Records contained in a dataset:

◇ ◇ ◇

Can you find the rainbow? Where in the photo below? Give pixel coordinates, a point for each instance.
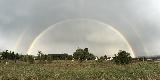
(29, 51)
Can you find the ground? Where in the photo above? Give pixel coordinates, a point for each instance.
(73, 70)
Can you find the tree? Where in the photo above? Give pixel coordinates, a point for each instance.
(83, 54)
(122, 57)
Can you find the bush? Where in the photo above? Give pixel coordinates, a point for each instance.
(122, 57)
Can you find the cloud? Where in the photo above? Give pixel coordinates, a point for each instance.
(137, 20)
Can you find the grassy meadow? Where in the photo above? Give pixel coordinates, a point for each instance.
(73, 70)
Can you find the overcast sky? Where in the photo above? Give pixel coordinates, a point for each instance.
(21, 21)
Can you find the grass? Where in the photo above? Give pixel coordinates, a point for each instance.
(90, 70)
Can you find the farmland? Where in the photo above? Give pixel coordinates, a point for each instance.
(74, 70)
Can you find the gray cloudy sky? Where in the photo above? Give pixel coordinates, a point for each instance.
(21, 21)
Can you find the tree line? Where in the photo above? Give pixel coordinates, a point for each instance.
(80, 55)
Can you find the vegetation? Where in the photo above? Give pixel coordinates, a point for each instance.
(73, 70)
(83, 54)
(122, 57)
(79, 66)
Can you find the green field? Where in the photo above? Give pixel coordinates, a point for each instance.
(88, 70)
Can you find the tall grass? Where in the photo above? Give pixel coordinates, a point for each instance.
(89, 70)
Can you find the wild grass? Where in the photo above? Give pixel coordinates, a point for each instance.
(88, 70)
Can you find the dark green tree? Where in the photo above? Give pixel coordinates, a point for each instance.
(83, 54)
(122, 57)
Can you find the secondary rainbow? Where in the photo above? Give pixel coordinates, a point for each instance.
(68, 20)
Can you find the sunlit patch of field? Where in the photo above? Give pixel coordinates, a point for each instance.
(90, 70)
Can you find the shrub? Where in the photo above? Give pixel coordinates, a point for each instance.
(122, 57)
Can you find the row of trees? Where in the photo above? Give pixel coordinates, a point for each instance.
(122, 57)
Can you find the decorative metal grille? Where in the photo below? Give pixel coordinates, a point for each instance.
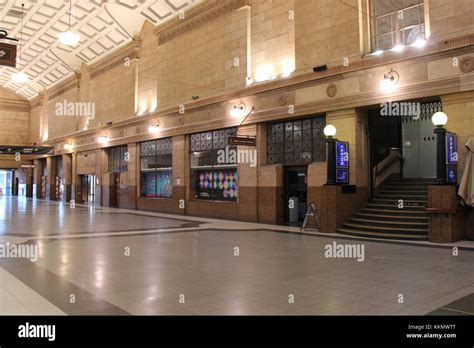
(427, 110)
(157, 147)
(296, 142)
(214, 140)
(397, 22)
(117, 159)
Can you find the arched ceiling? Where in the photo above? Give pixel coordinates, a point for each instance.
(102, 25)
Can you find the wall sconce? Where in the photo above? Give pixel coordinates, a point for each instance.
(439, 119)
(154, 128)
(264, 72)
(419, 43)
(238, 110)
(390, 80)
(102, 139)
(154, 105)
(398, 48)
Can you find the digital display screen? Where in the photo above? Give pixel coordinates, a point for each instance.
(342, 176)
(451, 149)
(342, 154)
(452, 174)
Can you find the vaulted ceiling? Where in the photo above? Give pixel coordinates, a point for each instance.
(104, 26)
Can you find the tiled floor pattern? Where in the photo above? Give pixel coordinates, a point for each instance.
(18, 299)
(180, 265)
(463, 306)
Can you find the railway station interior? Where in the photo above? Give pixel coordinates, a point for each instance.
(236, 157)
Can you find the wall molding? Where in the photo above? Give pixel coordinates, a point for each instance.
(197, 18)
(14, 105)
(130, 51)
(65, 87)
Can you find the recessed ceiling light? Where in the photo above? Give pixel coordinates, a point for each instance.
(19, 77)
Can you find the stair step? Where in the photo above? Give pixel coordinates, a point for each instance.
(404, 197)
(395, 212)
(406, 202)
(389, 223)
(413, 180)
(402, 193)
(352, 232)
(392, 217)
(394, 206)
(405, 188)
(400, 230)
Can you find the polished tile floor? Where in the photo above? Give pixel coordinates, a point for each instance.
(95, 260)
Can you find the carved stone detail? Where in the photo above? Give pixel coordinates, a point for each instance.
(331, 90)
(467, 64)
(198, 20)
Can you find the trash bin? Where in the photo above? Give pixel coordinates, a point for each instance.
(293, 205)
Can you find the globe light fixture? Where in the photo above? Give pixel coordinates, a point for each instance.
(390, 80)
(102, 139)
(439, 119)
(419, 43)
(154, 128)
(329, 131)
(19, 76)
(398, 48)
(68, 37)
(238, 110)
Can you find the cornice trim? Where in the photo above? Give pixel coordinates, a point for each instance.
(14, 105)
(64, 89)
(197, 19)
(130, 51)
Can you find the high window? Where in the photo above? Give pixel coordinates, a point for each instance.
(212, 178)
(118, 159)
(397, 22)
(296, 142)
(156, 168)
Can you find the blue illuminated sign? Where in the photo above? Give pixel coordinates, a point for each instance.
(451, 149)
(342, 176)
(342, 154)
(451, 174)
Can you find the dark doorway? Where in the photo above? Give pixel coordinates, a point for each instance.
(88, 188)
(114, 194)
(296, 194)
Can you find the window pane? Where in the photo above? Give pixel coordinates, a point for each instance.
(295, 146)
(412, 16)
(164, 184)
(411, 35)
(148, 184)
(385, 24)
(218, 185)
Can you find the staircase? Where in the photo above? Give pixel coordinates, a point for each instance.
(381, 217)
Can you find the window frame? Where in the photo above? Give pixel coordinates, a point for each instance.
(213, 145)
(162, 148)
(399, 31)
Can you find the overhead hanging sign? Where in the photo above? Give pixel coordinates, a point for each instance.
(7, 54)
(241, 141)
(342, 162)
(451, 158)
(451, 149)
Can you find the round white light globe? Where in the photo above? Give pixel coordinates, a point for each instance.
(329, 130)
(439, 119)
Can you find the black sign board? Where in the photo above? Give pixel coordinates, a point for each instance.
(241, 141)
(7, 54)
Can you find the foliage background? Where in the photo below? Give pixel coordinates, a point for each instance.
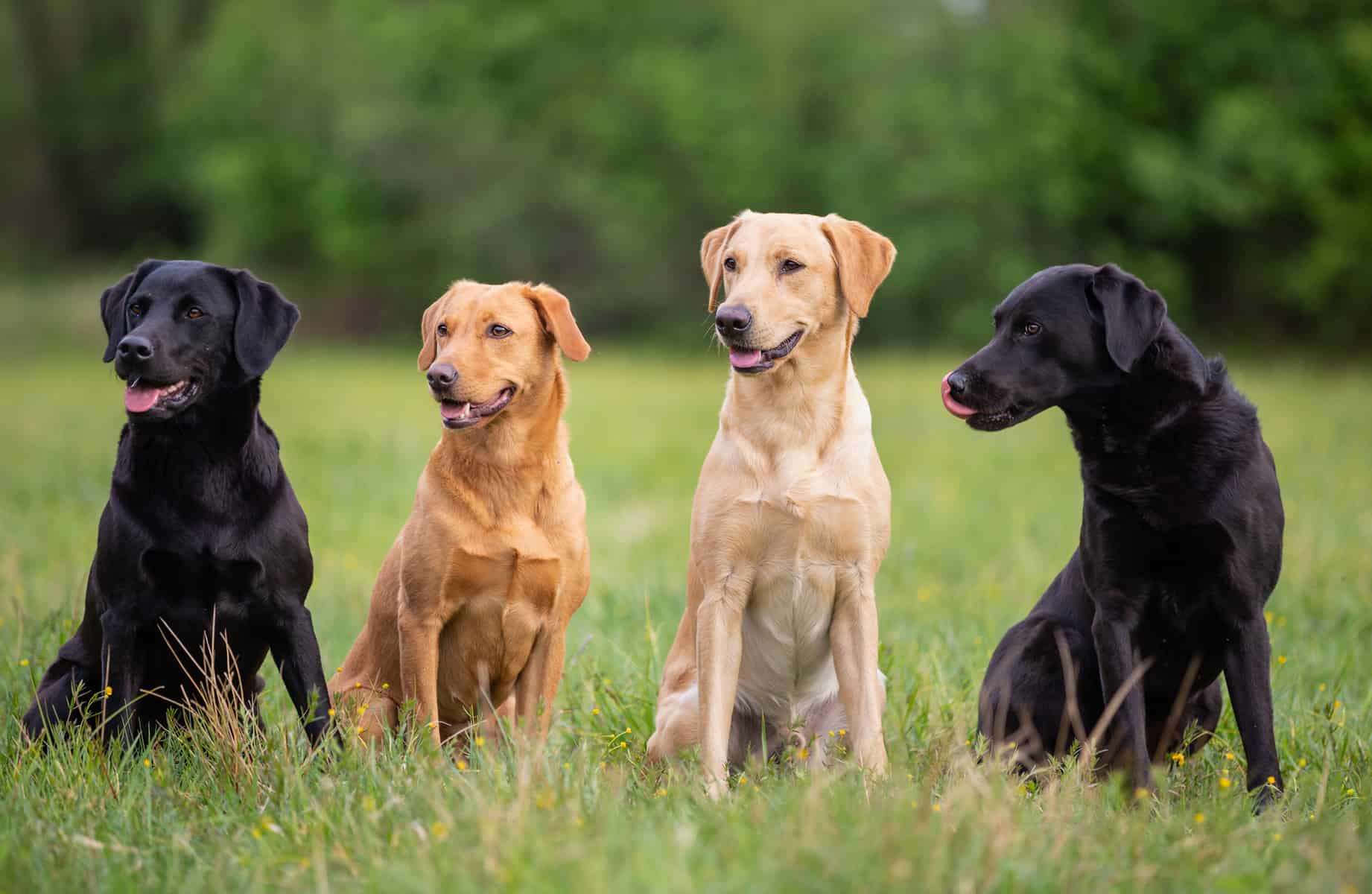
(365, 153)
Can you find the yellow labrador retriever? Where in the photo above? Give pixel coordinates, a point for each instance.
(792, 514)
(472, 602)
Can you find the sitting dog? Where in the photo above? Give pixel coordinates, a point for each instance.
(202, 545)
(792, 516)
(1181, 529)
(472, 602)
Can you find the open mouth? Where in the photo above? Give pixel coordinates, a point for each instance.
(982, 420)
(466, 413)
(754, 360)
(143, 397)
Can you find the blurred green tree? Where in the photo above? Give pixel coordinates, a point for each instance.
(378, 150)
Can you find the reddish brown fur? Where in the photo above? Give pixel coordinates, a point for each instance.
(471, 606)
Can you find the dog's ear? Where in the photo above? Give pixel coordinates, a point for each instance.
(556, 314)
(863, 257)
(428, 332)
(1131, 312)
(265, 320)
(712, 256)
(112, 305)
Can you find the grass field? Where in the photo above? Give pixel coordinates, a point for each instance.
(981, 525)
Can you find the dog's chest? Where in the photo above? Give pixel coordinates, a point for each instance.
(498, 597)
(200, 588)
(803, 532)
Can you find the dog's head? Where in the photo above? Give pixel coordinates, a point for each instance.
(182, 330)
(1067, 334)
(785, 278)
(487, 346)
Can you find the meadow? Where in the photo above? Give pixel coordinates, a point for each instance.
(980, 526)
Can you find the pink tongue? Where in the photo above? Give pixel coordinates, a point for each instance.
(140, 399)
(746, 359)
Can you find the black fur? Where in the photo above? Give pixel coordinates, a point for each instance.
(1181, 527)
(202, 532)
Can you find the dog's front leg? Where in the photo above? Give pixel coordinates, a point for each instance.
(121, 670)
(1246, 674)
(296, 654)
(538, 682)
(419, 633)
(1113, 635)
(720, 650)
(852, 636)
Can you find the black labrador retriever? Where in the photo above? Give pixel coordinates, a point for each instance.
(1181, 529)
(203, 548)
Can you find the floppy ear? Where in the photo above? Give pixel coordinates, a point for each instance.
(863, 257)
(428, 332)
(556, 314)
(712, 256)
(112, 305)
(265, 320)
(1131, 312)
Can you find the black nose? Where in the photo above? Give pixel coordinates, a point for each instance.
(733, 320)
(135, 348)
(442, 375)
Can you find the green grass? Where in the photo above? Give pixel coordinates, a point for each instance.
(981, 525)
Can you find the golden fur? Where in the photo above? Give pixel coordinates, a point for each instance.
(792, 514)
(472, 602)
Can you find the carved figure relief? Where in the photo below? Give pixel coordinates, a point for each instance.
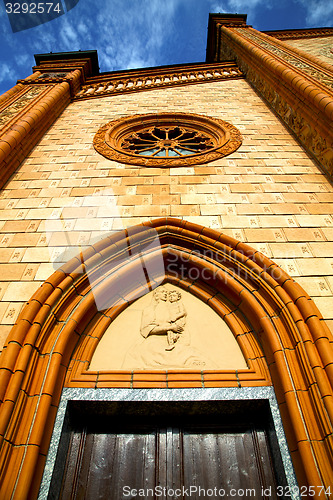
(168, 328)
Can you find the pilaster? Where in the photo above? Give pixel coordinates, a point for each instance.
(33, 104)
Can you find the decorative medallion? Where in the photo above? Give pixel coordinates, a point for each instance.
(167, 139)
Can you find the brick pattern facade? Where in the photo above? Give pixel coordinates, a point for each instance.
(269, 193)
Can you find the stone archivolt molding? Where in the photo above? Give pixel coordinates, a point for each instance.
(115, 139)
(277, 326)
(152, 79)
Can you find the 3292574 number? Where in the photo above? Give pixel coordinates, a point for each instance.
(33, 8)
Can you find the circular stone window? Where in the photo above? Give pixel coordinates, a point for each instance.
(167, 139)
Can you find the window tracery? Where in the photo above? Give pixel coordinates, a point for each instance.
(167, 139)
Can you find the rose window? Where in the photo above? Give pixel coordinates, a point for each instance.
(167, 139)
(167, 142)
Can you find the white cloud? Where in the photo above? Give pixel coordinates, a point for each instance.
(318, 12)
(5, 72)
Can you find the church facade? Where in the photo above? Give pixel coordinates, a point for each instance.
(167, 272)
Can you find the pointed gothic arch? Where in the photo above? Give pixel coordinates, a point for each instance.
(279, 329)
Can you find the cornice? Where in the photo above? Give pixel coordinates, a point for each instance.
(299, 34)
(303, 102)
(154, 78)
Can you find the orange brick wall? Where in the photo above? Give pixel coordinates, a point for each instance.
(269, 193)
(319, 47)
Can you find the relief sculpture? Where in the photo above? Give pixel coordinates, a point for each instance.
(168, 329)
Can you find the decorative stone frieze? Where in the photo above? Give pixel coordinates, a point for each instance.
(152, 79)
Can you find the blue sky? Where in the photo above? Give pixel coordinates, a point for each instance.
(138, 33)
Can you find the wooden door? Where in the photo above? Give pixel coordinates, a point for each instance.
(138, 462)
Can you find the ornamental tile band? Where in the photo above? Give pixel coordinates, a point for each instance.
(167, 139)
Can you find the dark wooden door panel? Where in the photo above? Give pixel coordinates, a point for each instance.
(99, 465)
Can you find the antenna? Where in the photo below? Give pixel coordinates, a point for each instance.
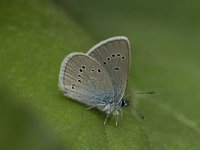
(150, 92)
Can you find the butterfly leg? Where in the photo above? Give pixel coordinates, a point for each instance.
(121, 113)
(106, 119)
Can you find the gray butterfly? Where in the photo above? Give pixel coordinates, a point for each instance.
(98, 78)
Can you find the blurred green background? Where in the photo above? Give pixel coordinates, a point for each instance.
(35, 36)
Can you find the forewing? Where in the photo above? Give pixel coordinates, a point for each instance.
(85, 80)
(114, 55)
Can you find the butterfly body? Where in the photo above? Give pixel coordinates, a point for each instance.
(98, 79)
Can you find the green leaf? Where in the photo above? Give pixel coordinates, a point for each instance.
(35, 37)
(164, 36)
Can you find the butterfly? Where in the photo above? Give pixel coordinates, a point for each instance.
(98, 78)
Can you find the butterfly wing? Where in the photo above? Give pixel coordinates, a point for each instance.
(85, 80)
(114, 55)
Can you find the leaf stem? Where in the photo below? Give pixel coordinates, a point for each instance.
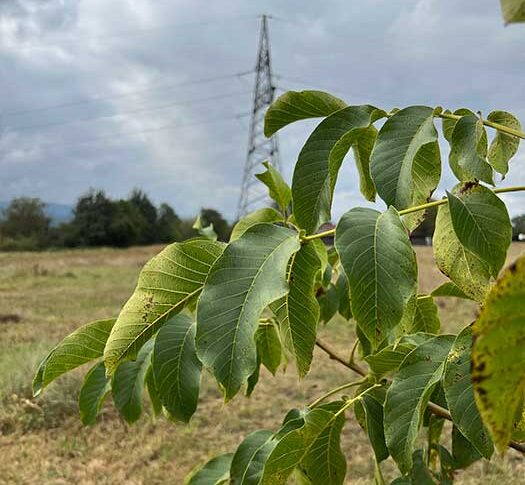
(331, 392)
(496, 126)
(417, 208)
(434, 408)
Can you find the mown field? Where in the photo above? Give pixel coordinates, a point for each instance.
(43, 296)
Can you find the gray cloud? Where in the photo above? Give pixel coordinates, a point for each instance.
(388, 53)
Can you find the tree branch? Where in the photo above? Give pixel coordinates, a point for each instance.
(434, 408)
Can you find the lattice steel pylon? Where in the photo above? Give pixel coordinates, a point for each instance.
(260, 148)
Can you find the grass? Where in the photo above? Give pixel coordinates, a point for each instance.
(42, 441)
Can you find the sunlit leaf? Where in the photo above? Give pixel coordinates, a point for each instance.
(498, 354)
(481, 223)
(250, 274)
(381, 267)
(460, 395)
(127, 384)
(316, 170)
(278, 188)
(504, 146)
(85, 344)
(407, 397)
(176, 368)
(468, 150)
(299, 105)
(467, 270)
(214, 472)
(269, 346)
(298, 311)
(405, 162)
(166, 284)
(94, 390)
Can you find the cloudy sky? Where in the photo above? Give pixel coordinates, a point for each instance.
(147, 93)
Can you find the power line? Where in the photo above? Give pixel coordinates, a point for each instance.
(124, 95)
(125, 113)
(126, 33)
(140, 132)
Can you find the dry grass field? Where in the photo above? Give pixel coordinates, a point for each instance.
(43, 296)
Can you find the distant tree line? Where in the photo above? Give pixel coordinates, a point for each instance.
(100, 221)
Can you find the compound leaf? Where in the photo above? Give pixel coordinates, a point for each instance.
(468, 150)
(481, 223)
(381, 267)
(498, 354)
(298, 311)
(404, 168)
(269, 346)
(468, 271)
(408, 396)
(94, 390)
(299, 105)
(250, 274)
(460, 395)
(166, 284)
(317, 167)
(127, 384)
(266, 214)
(503, 146)
(214, 472)
(176, 368)
(85, 344)
(278, 188)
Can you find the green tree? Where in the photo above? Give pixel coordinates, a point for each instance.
(147, 233)
(220, 225)
(25, 218)
(168, 225)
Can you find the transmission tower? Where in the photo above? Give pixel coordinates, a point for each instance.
(260, 148)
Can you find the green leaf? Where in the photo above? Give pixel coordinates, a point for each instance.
(460, 395)
(299, 105)
(468, 150)
(249, 459)
(176, 368)
(481, 223)
(361, 140)
(408, 396)
(127, 384)
(314, 447)
(153, 392)
(463, 453)
(328, 303)
(279, 190)
(404, 168)
(498, 354)
(426, 318)
(269, 346)
(214, 472)
(449, 289)
(205, 231)
(390, 358)
(298, 312)
(467, 270)
(381, 267)
(250, 274)
(85, 344)
(317, 167)
(166, 284)
(513, 11)
(504, 146)
(94, 390)
(267, 214)
(369, 415)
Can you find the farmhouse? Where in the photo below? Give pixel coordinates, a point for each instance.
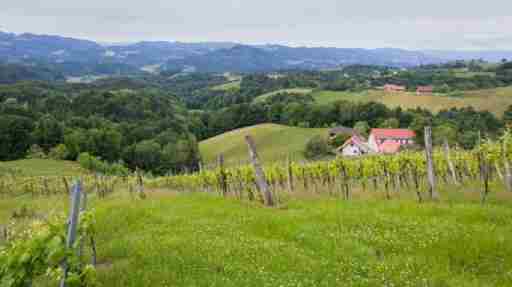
(390, 140)
(340, 131)
(393, 88)
(424, 90)
(354, 146)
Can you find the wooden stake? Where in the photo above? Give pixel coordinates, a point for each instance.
(430, 164)
(289, 174)
(506, 166)
(451, 167)
(222, 176)
(261, 181)
(73, 224)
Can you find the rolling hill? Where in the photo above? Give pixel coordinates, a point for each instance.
(42, 167)
(274, 143)
(301, 91)
(494, 100)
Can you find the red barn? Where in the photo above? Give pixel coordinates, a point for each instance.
(393, 88)
(424, 90)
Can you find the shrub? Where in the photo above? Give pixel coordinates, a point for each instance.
(36, 151)
(317, 147)
(60, 152)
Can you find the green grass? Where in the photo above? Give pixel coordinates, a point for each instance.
(235, 85)
(493, 100)
(274, 143)
(43, 167)
(198, 239)
(300, 91)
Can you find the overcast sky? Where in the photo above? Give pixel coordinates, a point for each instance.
(413, 24)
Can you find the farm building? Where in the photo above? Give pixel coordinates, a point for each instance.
(354, 146)
(393, 88)
(340, 131)
(424, 90)
(390, 140)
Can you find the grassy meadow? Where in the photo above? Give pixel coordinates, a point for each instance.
(234, 85)
(274, 143)
(310, 239)
(42, 167)
(494, 100)
(300, 91)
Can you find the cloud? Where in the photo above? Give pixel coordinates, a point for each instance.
(412, 24)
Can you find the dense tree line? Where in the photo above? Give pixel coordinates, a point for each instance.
(146, 129)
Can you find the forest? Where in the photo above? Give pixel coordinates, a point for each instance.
(155, 122)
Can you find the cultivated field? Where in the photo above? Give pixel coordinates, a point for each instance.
(274, 143)
(41, 167)
(493, 100)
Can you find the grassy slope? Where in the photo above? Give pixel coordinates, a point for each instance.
(235, 85)
(294, 91)
(274, 142)
(43, 167)
(494, 100)
(194, 239)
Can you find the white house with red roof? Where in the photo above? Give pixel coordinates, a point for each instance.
(355, 146)
(390, 140)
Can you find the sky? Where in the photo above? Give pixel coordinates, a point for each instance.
(409, 24)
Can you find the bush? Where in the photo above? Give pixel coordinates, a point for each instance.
(60, 152)
(36, 152)
(317, 147)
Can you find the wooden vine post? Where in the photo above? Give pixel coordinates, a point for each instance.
(430, 164)
(451, 167)
(72, 225)
(506, 164)
(222, 176)
(289, 173)
(261, 181)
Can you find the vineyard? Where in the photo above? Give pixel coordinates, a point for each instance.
(488, 164)
(377, 220)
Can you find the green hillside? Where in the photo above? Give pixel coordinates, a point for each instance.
(42, 167)
(494, 100)
(301, 91)
(235, 85)
(274, 142)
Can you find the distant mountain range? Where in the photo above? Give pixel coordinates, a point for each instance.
(75, 57)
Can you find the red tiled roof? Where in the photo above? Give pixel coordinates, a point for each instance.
(425, 89)
(360, 142)
(389, 147)
(392, 133)
(393, 87)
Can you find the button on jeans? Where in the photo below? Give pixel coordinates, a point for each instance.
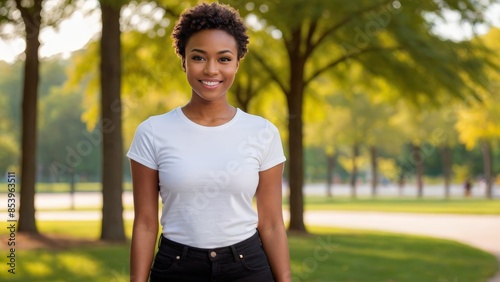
(243, 262)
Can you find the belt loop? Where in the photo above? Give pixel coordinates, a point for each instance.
(159, 240)
(235, 254)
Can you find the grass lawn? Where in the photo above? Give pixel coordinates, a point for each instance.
(327, 254)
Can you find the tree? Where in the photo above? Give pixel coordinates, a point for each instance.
(31, 16)
(112, 227)
(28, 20)
(478, 121)
(389, 40)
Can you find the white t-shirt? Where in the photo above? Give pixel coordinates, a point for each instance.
(208, 175)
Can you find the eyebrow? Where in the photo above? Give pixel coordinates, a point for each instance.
(204, 52)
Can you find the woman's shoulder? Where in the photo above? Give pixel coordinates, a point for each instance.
(155, 122)
(256, 120)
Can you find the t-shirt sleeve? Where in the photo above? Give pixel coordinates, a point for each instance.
(274, 151)
(142, 149)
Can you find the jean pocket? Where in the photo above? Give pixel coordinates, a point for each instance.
(164, 262)
(255, 260)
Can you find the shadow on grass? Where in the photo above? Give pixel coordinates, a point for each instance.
(373, 257)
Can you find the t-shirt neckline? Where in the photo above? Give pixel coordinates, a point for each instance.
(185, 119)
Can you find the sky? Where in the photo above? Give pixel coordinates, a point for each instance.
(75, 32)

◇ ◇ ◇

Direction: Nothing outside the span should appear: transcribe the lines from the one containing "Can you find the t-shirt sleeve?" through the last line of the records.

Exercise answer:
Can you find the t-shirt sleeve? Where in the photo above? Give pixel coordinates, a point for each instance.
(274, 151)
(142, 149)
Can you find the jean pocket? Where in the photo above? Give pixel coordinates, a point for each instance.
(164, 262)
(255, 260)
Can you find the shadow on grass? Where in the photo above? Give pixel coordinates, a point for each instance.
(373, 257)
Can you find the t-shirt neckline? Where in the photo above? Give pixel coordinates, a point for each instance.
(185, 119)
Can you find the sky? Where in the photo above? Give pixel coordinates, a point for each instance.
(75, 32)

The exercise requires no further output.